--- Start DOCUMENT EXCERPT ---

Samsung has been on a roll lately with memory & storage-related announcements, and that roll is continuing today with a new DRAM-related announcement out of the juggernaut. This afternoon the company is announcing that they have completed fabrication, functional testing, and validation of a prototype 8Gbit LPDDR5 module. The company is targeting data rates up to 6.4Gbps-per-pin with the new memory, and while Samsung isn’t ready to start mass production quite yet, the company’s press release notes that they’re already eyeing it.

This is actually the first LPDDR5 announcement to cross AnandTech’s proverbial desk, so if you haven’t heard of the standard before, there’s a good reason for that. LPDDR5 is so cutting edge that the standard itself has yet to be completed; the JEDEC standards group has not yet finalized the specifications for DDR5 or LPDDR5. The JEDEC only first announced work on DDR5 last year, with the specification due at some point this year. As a result information on the memory technology has been limited, as while the major aspects of the technology would have been hammered out early, the committee and its members tend to favor holding back until the specification is at or is close to completion.

In any case, it appears that Samsung is the first to jump out of the gate on LPDDR5, becoming the first manufacturer to announce validation of their prototype. And as part of the process, they have revealed, at a high level, some important specifications and features of the new memory standard.

--- End DOCUMENT EXCERPT ---
--- Start DATA ---

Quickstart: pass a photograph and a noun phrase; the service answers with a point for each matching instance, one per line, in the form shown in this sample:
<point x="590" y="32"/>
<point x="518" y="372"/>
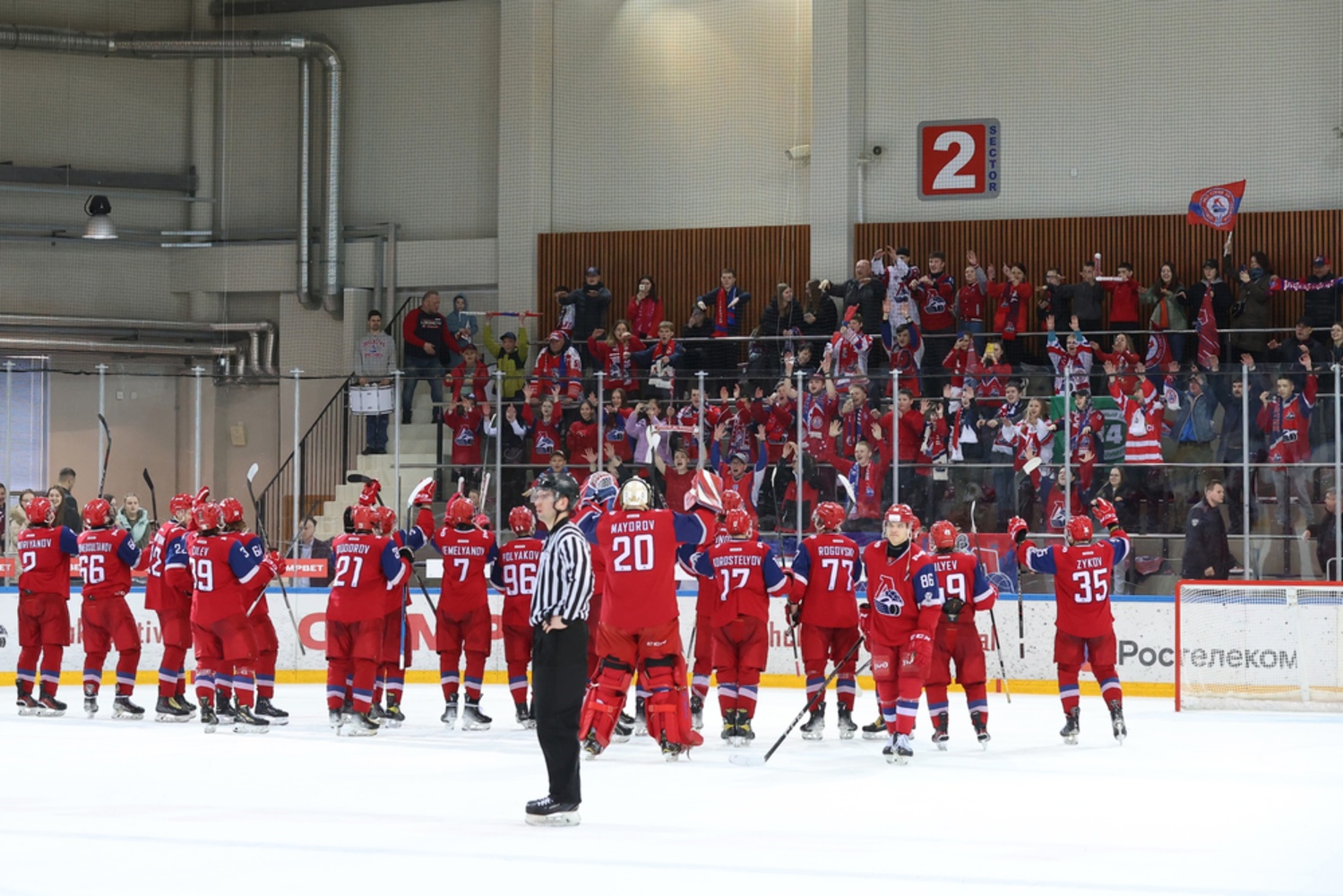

--- End DATA ---

## PROBLEMS TO SOLVE:
#1 In the Samsung LPDDR5 article, what per-pin data rate is Samsung targeting with the new memory?
#2 Carry on the Samsung LPDDR5 article from its last sentence.
The data has no connection to the text.

## TASK ANSWERS:
#1 Up to 6.4Gbps per pin.

#2
In terms of performance, Samsung is targeting up to 6.4Gbps/pin with the new memory. Which for a typical 32-bit bus chip works out to 25.6GB/sec of memory bandwidth. This is a 50% increase in bandwidth over the current LPDDR4(X) standard, which tops out at 4.266Gbps under the same conditions. So for a high-end phone where 64-bit memory buses are common, we’d be looking at over 50GB/sec of memory bandwidth, and over 100GB/sec for a standard 128-bit bus PC.

Underpinning these changes are a number of optimizations for both increased bandwidth and reduced power consumption. On the bandwidth side, the single biggest change is that the number of memory banks per channel, from 8 banks on LPDDR4(X) to 16 banks on LPDDR5. And while Samsung’s press release doesn’t explicitly note it – and I’m still waiting to get confirmation thereof – doubling the number of banks has traditionally gone hand-in-hand with doubling the prefetch size. This would give LPDDR5 a 32n prefetch size, with increasing the prefetch size long being the favored method to improve DRAM performance. Or to simplify matters a bit, the core clockspeed of the DRAM itself wouldn’t be changing, but rather LPDDR5 increases the amount of parallelism so that data is read and written out over more banks simultaneously.

Update: While they weren't able to get us a response at press time, Samsung got back to us early this morning with a few more specifications for their memory. Rather unexpectedly, the company is claiming that their LPDDR5 has a single 32-bit (x32) memory channel, with 16 banks in that channel. Furthermore the memory still has a prefetch of 16n, the same as LPDDR4. Besides undoing one of the core changes of LPDDR4 - the reduction to 16-bit memory channels - it's not clear how this organization allows Samsung to achieve the data rates they've published. But for now, this is the official answer we have from the company.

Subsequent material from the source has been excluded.